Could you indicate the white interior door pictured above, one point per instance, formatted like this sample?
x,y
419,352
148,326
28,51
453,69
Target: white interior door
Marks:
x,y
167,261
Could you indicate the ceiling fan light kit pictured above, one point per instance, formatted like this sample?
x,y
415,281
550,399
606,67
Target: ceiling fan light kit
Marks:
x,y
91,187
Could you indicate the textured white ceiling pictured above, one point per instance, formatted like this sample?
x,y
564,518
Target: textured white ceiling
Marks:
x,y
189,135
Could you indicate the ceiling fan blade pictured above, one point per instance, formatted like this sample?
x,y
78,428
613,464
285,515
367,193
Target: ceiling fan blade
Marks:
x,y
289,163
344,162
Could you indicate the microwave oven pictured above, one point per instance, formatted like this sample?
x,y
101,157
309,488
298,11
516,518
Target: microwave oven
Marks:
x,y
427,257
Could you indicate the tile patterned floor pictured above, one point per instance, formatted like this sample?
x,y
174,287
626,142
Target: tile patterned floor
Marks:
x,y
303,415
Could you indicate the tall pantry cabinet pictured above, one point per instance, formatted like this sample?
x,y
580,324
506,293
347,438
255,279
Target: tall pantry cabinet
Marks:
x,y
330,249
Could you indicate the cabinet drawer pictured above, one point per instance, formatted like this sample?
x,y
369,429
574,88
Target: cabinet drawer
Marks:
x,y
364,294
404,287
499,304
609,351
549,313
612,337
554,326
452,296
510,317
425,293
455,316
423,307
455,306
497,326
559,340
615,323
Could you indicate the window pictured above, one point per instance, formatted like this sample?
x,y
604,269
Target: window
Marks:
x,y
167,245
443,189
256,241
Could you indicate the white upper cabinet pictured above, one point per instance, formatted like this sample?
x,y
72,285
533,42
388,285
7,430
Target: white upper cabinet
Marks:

++++++

→ **Work to be completed**: Please rewrite every line of the items above as one numbered list, leaving out any blank lines.

→ **Solution to the exercise**:
1. Could you indicate the white interior door pictured above, one point per instance, formatted like this sample?
2. x,y
3. 419,352
4. 148,326
5. 28,51
6. 453,69
7. Target: white interior door
8. Marks:
9. x,y
10. 167,261
11. Could you indicate the ceiling fan light kit pictured above, one point per instance, formatted like this sample?
12. x,y
13. 415,281
14. 550,399
15. 606,67
16. Target: ceiling fan light kit
17. Marks:
18. x,y
19. 91,187
20. Could you indicate the textured white ceiling pictured above, one point per instance, formatted like this sample?
21. x,y
22. 564,518
23. Target: textured white ceiling
24. Marks:
25. x,y
26. 189,135
27. Could you indicate the ceiling fan blade pictured above, one point per instance, formatted like this sample?
28. x,y
29. 78,428
30. 613,464
31. 285,515
32. 367,193
33. Target: ceiling fan blade
34. Marks:
35. x,y
36. 289,163
37. 344,162
38. Could you indicate the microwave oven pictured above, one point per instance, formatted like this sample?
39. x,y
40. 101,157
41. 309,488
42. 298,11
43. 516,518
44. Target: microwave oven
45. Marks:
46. x,y
47. 427,257
48. Could you indicate the tile patterned floor pictured above, one point per instance, formatted like this sample?
49. x,y
50. 174,287
51. 626,142
52. Target: tile patterned floor
53. Marks:
54. x,y
55. 303,415
56. Could you indicate the tall pantry cabinet pictured above, one point per instance, formatted like this sample?
57. x,y
58. 580,324
59. 506,293
60. 347,438
61. 255,279
62. Target: tall pantry cabinet
63. Marks:
64. x,y
65. 330,249
66. Could you indicate the cabinet drawer pictured above, one point per instance, formatted like this sample?
67. x,y
68. 369,429
69. 574,88
70. Target: cabinet drawer
71. Marks:
72. x,y
73. 364,294
74. 404,287
75. 499,304
76. 609,351
77. 549,313
78. 612,337
79. 554,326
80. 452,296
81. 510,317
82. 425,293
83. 455,316
84. 423,307
85. 455,306
86. 497,326
87. 559,340
88. 615,323
89. Could you indicate the window pictured above, one point per instance, formatted like this sample?
90. x,y
91. 604,269
92. Target: window
93. Marks:
94. x,y
95. 167,245
96. 443,189
97. 256,241
98. Could you indicate the white upper cabinet pictured above, one point per instance, formatted like this sample?
99. x,y
100. 72,285
101. 533,42
102. 388,285
103. 7,430
104. Target: white upper cabinet
105. Marks:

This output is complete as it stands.